# [Task objective]
Write each entry down again precisely, skipping nothing.

# [Supplied entries]
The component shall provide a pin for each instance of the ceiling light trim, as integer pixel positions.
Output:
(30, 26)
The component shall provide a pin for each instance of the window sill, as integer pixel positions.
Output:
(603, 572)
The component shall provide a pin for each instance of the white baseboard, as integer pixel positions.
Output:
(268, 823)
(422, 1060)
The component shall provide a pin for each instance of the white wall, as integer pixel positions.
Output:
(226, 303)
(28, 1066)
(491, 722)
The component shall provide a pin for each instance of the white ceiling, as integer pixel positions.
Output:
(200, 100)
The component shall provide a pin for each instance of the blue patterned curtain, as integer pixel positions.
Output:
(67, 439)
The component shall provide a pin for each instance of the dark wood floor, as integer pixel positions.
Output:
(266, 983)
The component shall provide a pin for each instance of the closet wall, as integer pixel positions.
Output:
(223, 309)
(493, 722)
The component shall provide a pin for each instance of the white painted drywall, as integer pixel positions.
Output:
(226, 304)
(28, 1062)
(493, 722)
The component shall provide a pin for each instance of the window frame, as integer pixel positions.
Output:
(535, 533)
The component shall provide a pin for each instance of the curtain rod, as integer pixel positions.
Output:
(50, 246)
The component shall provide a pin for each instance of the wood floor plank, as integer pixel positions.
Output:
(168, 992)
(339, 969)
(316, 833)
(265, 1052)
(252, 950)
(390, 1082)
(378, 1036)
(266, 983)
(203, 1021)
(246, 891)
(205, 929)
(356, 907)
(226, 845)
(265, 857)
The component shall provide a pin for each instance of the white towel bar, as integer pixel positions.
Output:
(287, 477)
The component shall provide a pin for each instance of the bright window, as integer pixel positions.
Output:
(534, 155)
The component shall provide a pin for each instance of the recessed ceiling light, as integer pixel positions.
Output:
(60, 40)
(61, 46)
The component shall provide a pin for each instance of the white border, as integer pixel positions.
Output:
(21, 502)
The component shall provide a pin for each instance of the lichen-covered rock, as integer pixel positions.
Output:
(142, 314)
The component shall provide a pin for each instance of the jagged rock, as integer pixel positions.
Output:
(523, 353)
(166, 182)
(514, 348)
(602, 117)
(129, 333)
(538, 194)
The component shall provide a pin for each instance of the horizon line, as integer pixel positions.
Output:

# [Answer]
The component shall provide a pin for each instance of the ceiling light trim, as integer pixel positions.
Output:
(30, 26)
The component shall provide a pin for each instance of the window sill, as integer pixel positions.
Output:
(603, 572)
The component shall provide a pin for each instance of the white baseboard, as integer pixel positions.
Output:
(268, 823)
(422, 1060)
The component shall provide a pin for each instance of the white wall, as integer pixel positions.
Output:
(226, 303)
(28, 1066)
(491, 722)
The component shall provide a pin for each instance of the white ceiling, as integer pixel positions.
Output:
(200, 100)
The component shall provide a pin for each instance of the blue patterned curtain, as integer pixel positions.
Output:
(67, 439)
The component shall provide a pin for each instance of the dark wood floor, as integer pixel positions.
Output:
(266, 983)
The component shall provide a pin for each instance of the closet wall, as integer pixel positions.
Output:
(223, 309)
(493, 722)
The component shall provide a pin for each instance of the white painted drywall, as integer pixel positions.
Output:
(226, 304)
(28, 1062)
(493, 722)
The component shall provide a pin for each instance of the window frame, as integer pixel positions.
Output:
(535, 533)
The component shall provide a pin for each instance of the curtain rod, as integer pixel positions.
Output:
(50, 246)
The component shall provide a pin for each instance of the wood floor plank, as integer pixel positions.
Output:
(168, 992)
(339, 969)
(316, 833)
(265, 1052)
(252, 950)
(390, 1082)
(378, 1036)
(266, 983)
(203, 1021)
(246, 891)
(205, 929)
(356, 907)
(226, 845)
(265, 857)
The component shall provide a pin for each instance of the white towel bar, as integer pixel positions.
Output:
(287, 477)
The component shall provide a pin for each instance of the bright window, as integer pixel positions.
Output:
(534, 155)
The component shall provide a pin for each instance of the recessed ceiling light, as integer pixel positions.
Output:
(60, 40)
(61, 46)
The component shall provide a pin for each instance of the white border, as integer pixel positions.
Output:
(21, 502)
The component shall provide a pin for each instance of the lichen-covered rock, as integer pixel positions.
Output:
(142, 314)
The component shall provide a pin for each instance of the jagged rock, as integer pixel positions.
Output:
(523, 353)
(166, 182)
(514, 348)
(602, 117)
(129, 333)
(538, 194)
The component shall provide a pin for each instance of the horizon line, as integer pixel positions.
Output:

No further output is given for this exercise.